Exile Hill is the remains of a small pyroclastic cone that formed at the northern end of the Arctic Lake Plateau. It was almost completely inundated by younger lava flows from the south and east, but thick deposits of bombs and agglutinated spatter are exposed on the southeastern flank. A series of lava flows up to 180 m thick, believed to have originated from a vent adjacent to Exile Hill, are exposed in isolated buttes and in cliffs along the upper Mess Creek valley. The lowermost lava flow forming the base of Exile Hill is more than 30 m thick whereas the uppermost rubbly lava flows are only a few metres in thickness. Characterizing the lowermost lava flows are long, curving columns that occur in sheath-like clusters. In contrast, the upper lava flows contain random, blocky columnar jointing or stout, spheroidally weathered columns. These lava flows are overlain by a thick layer of gravel that consists mainly of pebbles and cobblestones. Overlying the gravel is a roughly 100 m thick series of Spectrum Formation flows capping the summit of Exile Hill.

==Lithology==

Depiction of the total alkali-silica diagram with field outlines and labels. Alkali basalt is generally located in region B whereas hawaiite and picrite are located in regions S1 and Pc, respectively.

The Nido Formation resembles the Raspberry Formation both mineralogically and geomorphologically. It is remarkably uniform in composition despite having been issued from several separate eruptive centres over a long period. Alkali basalt is the most widely distributed volcanic rock, occurring in both the Tenchen and Kounugu members. Its lithology ranges from aphyric to slightly phyric; phenocrysts consist of feldspar and pyroxene. Alkali basalt predominates the lower portions of the Nido Formation and exhibits a great variety of depositional forms. These include subaerial lava flows and subaqueous pillow lava, sideromelane tuff breccia and ice-contact facies.

########

Brief → Transcribe the volcanic geology passage starting with "Depiction of the" and going on through "and Pc, respectively.". The material that comes next is separate from the volcanic geology passage.

[Stored items]

########

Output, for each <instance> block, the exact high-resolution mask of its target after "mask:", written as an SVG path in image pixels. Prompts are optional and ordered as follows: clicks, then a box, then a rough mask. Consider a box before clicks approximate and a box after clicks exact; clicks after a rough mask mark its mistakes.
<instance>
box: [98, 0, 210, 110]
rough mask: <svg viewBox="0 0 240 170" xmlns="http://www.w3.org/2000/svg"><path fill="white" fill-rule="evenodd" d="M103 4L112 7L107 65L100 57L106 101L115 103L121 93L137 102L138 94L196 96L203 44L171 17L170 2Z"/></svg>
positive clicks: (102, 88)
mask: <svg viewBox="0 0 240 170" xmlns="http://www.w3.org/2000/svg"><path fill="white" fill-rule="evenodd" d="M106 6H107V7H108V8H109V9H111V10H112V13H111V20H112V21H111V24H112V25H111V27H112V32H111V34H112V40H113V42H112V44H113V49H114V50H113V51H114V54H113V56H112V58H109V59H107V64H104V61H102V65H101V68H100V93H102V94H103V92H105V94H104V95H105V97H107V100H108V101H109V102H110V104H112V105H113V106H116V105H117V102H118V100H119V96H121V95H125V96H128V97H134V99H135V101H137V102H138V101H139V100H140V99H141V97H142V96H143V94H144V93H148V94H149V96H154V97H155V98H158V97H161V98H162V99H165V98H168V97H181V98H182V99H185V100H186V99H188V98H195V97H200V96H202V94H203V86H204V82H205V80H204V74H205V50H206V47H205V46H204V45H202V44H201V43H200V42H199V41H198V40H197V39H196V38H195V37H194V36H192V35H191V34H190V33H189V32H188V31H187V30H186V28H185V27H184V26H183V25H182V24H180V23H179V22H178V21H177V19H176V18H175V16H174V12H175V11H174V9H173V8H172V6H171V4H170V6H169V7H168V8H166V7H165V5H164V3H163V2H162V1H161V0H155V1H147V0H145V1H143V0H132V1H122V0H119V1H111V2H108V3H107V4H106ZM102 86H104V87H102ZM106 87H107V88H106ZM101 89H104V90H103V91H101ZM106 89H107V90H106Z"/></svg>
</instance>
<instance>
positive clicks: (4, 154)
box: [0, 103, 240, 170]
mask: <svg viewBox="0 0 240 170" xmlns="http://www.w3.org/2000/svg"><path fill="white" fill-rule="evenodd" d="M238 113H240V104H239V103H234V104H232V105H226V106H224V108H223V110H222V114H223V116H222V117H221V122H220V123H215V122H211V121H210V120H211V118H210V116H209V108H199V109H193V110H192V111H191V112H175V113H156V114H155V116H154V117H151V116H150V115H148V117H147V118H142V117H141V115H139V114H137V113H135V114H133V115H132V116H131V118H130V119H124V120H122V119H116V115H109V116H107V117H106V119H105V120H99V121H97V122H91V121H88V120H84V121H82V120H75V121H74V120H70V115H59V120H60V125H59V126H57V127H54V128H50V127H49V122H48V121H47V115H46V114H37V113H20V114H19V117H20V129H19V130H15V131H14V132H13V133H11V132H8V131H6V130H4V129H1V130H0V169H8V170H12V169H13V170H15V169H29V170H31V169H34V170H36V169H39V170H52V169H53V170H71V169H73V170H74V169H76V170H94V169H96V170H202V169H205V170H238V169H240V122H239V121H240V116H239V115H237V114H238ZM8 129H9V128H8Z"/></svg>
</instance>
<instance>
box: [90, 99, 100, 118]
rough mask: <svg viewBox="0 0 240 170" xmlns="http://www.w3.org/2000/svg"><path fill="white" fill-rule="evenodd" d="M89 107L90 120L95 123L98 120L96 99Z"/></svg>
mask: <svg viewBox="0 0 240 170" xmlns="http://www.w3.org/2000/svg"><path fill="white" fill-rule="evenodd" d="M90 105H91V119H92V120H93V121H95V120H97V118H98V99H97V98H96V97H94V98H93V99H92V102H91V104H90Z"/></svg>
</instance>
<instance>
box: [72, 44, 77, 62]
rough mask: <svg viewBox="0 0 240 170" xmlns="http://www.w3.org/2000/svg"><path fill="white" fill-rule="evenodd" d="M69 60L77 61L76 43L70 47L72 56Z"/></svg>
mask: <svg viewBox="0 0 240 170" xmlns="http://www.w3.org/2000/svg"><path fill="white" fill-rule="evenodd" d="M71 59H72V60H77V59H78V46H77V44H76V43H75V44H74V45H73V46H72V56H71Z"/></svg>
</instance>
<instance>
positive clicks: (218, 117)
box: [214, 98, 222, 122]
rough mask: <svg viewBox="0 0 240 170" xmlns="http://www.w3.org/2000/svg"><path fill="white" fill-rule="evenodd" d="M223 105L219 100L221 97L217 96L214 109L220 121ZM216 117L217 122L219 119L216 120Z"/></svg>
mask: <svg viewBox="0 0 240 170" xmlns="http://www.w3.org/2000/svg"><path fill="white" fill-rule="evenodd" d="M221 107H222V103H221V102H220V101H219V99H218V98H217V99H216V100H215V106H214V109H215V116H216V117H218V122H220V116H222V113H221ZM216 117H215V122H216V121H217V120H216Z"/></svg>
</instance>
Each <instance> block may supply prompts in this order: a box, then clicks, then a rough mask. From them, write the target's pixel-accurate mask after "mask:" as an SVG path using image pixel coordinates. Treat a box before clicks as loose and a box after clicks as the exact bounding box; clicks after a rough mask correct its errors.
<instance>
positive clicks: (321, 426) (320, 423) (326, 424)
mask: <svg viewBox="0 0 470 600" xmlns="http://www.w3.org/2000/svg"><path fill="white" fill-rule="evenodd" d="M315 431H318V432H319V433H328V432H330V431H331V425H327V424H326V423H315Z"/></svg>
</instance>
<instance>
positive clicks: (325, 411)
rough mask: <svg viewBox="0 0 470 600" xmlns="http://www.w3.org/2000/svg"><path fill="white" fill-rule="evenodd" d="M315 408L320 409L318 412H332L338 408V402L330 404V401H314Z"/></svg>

########

Answer to this exercise →
Depiction of the total alkali-silica diagram with field outlines and labels. Alkali basalt is generally located in region B whereas hawaiite and picrite are located in regions S1 and Pc, respectively.